• [What is being asked] Exclude the pictures, then repeat the remaining data exactly.

• [Record list]
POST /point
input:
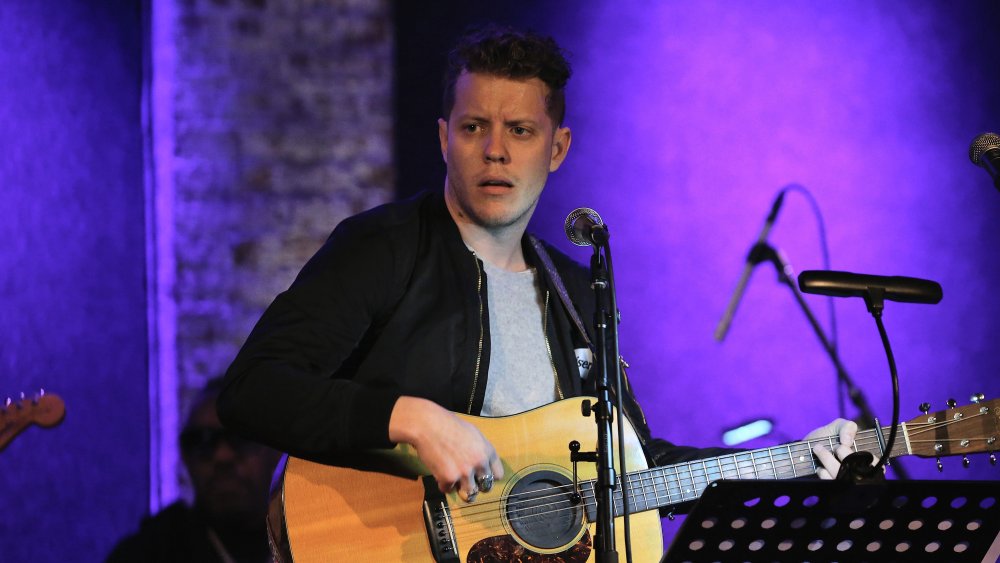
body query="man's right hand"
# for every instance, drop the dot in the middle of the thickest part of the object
(454, 451)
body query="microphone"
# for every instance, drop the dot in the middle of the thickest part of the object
(754, 257)
(846, 284)
(584, 227)
(985, 153)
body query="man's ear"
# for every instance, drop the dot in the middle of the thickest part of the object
(443, 138)
(560, 146)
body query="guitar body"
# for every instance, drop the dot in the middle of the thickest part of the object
(373, 509)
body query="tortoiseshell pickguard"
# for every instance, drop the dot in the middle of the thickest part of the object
(504, 549)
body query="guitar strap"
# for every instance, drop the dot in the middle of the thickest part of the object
(560, 288)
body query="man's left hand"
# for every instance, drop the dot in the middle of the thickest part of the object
(845, 430)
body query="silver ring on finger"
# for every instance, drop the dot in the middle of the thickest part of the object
(485, 482)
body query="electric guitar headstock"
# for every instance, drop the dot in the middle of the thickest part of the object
(43, 409)
(974, 428)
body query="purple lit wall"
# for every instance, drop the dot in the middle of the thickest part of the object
(72, 274)
(688, 118)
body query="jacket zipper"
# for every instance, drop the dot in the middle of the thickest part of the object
(548, 347)
(479, 353)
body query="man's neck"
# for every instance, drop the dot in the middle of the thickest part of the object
(500, 246)
(500, 249)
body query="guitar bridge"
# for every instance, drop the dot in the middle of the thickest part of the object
(437, 520)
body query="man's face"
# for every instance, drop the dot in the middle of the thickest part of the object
(499, 145)
(231, 476)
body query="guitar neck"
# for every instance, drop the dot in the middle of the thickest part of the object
(669, 485)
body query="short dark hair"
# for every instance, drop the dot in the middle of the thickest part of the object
(508, 53)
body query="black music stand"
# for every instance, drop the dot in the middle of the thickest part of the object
(827, 521)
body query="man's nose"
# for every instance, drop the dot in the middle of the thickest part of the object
(495, 149)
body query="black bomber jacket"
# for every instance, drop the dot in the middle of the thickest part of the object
(393, 304)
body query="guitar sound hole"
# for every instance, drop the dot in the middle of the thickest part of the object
(541, 512)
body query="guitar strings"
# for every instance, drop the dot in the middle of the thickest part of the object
(648, 481)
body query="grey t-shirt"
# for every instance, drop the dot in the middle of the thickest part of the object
(521, 376)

• [Result below]
POST /point
input:
body query="man's right hand"
# for every instance, drop the dot in the middle of the thickest part of the object
(454, 451)
body query="microphone"
# for every instance, drop the dot in the middle of the thickest part of the object
(754, 257)
(846, 284)
(584, 227)
(985, 153)
body query="man's ear"
# for every instance, drop the dot in the middle of the thickest part of the object
(443, 138)
(560, 146)
body query="guitar body"
# for every instance, drop the dot in the middle of the thickest part of the object
(373, 509)
body query="tortoiseshell pickguard"
# for every instance, drop the dot in the middle of the thickest part of the object
(504, 549)
body query="guitar strap"
# for every instance, drop the dot in the middle of the thickest part of the object
(560, 288)
body query="man's left hand"
# for every instance, drop the dot in the middle of the thickest part of the object
(845, 430)
body query="silver ring on finger"
# for every instance, drop the dot in the middle of the thickest part of the object
(485, 482)
body query="electric guitar headstock"
# for every instance, drop the dot in the middle of the thickest part of the object
(43, 409)
(974, 428)
body query="purple lit wall"
# for every instance, drop the dot in the middle of the thickest part of the object
(72, 274)
(688, 118)
body query="jacket zipper"
# for every instance, drop the dot in the middle of the thickest part of the object
(548, 347)
(479, 353)
body query="man's neck"
# for every instance, drop the dot in the middle of the thickest part of the object
(500, 246)
(500, 249)
body query="guitar bridge"
# for every instance, drop the dot in the middle of the thickest part of the object
(437, 520)
body query="man's face"
# for every instance, drop the dot in the middle of the thickest part of the object
(499, 145)
(231, 476)
body query="guitar neck"
# for every instance, drop the dot in the middle of the thickest part of the object
(669, 485)
body query="short dark hair"
# for every instance, drop the dot in the middle of the thickest part of the object
(508, 53)
body query="black music stand"
# for every instance, drop the dot in the middle of the thickest part of the object
(827, 521)
body query="man's nose"
# for every instance, drop the dot in the middle of the thickest part of the object
(495, 149)
body query="black bomber jacket"
# for every instance, drop the dot in the middle of the thickest part of the object
(393, 304)
body query="guitar sound hole"
# for every instance, drop the dot in the middle of the thickest part of the object
(541, 512)
body query="guitar strings"
# for every instance, drop the dot in the middle of the thickest part of the object
(648, 481)
body query="grey t-shirt"
# for every instance, drop the dot in the middle of the thickest part of the object
(521, 376)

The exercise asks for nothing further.